> TASK DETAILS: Copy every entry below, swapping each "innermost spot" for "most central spot" and leaving everything else as it is.

> MATERIAL TO PROCESS:
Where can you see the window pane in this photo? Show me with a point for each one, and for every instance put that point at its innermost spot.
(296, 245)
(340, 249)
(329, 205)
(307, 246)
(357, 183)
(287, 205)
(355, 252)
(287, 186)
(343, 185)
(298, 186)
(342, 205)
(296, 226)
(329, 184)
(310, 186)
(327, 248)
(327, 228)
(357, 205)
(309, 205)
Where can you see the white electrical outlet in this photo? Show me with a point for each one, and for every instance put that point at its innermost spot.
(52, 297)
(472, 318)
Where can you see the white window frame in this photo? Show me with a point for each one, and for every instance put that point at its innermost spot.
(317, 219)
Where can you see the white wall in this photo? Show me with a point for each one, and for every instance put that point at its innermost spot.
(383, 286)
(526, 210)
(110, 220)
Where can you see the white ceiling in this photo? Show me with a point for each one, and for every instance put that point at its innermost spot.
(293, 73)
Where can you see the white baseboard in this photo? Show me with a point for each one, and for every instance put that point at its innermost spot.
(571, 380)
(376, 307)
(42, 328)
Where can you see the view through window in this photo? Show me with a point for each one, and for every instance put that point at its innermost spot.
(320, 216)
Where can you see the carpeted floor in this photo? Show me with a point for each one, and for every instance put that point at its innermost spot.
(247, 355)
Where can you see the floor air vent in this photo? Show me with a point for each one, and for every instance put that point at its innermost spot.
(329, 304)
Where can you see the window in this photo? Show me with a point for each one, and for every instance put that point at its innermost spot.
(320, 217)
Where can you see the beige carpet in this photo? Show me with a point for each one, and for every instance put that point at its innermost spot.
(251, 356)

> ANSWER BELOW:
Where can you see the window pane in this photo? Show me with a point for each one, and for every instance put that point at its most central spot.
(296, 245)
(340, 249)
(329, 205)
(307, 246)
(357, 183)
(287, 205)
(355, 252)
(287, 186)
(343, 185)
(298, 186)
(342, 205)
(296, 226)
(329, 184)
(310, 186)
(327, 248)
(327, 228)
(357, 205)
(309, 205)
Where can you see the white electrical outlet in this photo? Show me with a point for each one, and for every instance put that point at its most central spot.
(52, 297)
(472, 318)
Where can you see the white window frame in this photo? Show me with a point for each one, and for every instance put that point at its most central spot.
(317, 219)
Where can you see the white wall in this photo? Show me with a point for each one, and for every instance put that point at its most central spot.
(383, 286)
(526, 210)
(110, 220)
Where can you see the white ceiling in this photo? Show me with a point for each one, and for every instance put that point at its most central spot.
(293, 73)
Where can you see the white baseboard in this photo? Show me with a point for each one, and for every instance put that point at its most central spot.
(571, 380)
(376, 307)
(42, 328)
Where can you see the view through window in this photo? Show me with a point for each one, and for every instance put that point at its most central spot.
(320, 216)
Where can you see the carpeted floor in this photo? Show me with a point for each one, and for every instance put that point at its most central spot.
(247, 355)
Where can you see the floor air vent in this photo? Show me with a point for each one, and for every instance put that point at its most central spot.
(329, 304)
Where can you see the window in this photo? Show me with a point for each one, and for every instance put that point at its most central spot.
(320, 217)
Where can you see the beige carpet in this photo? Show me with a point for each one, and for every instance put that point at its most central spot.
(251, 356)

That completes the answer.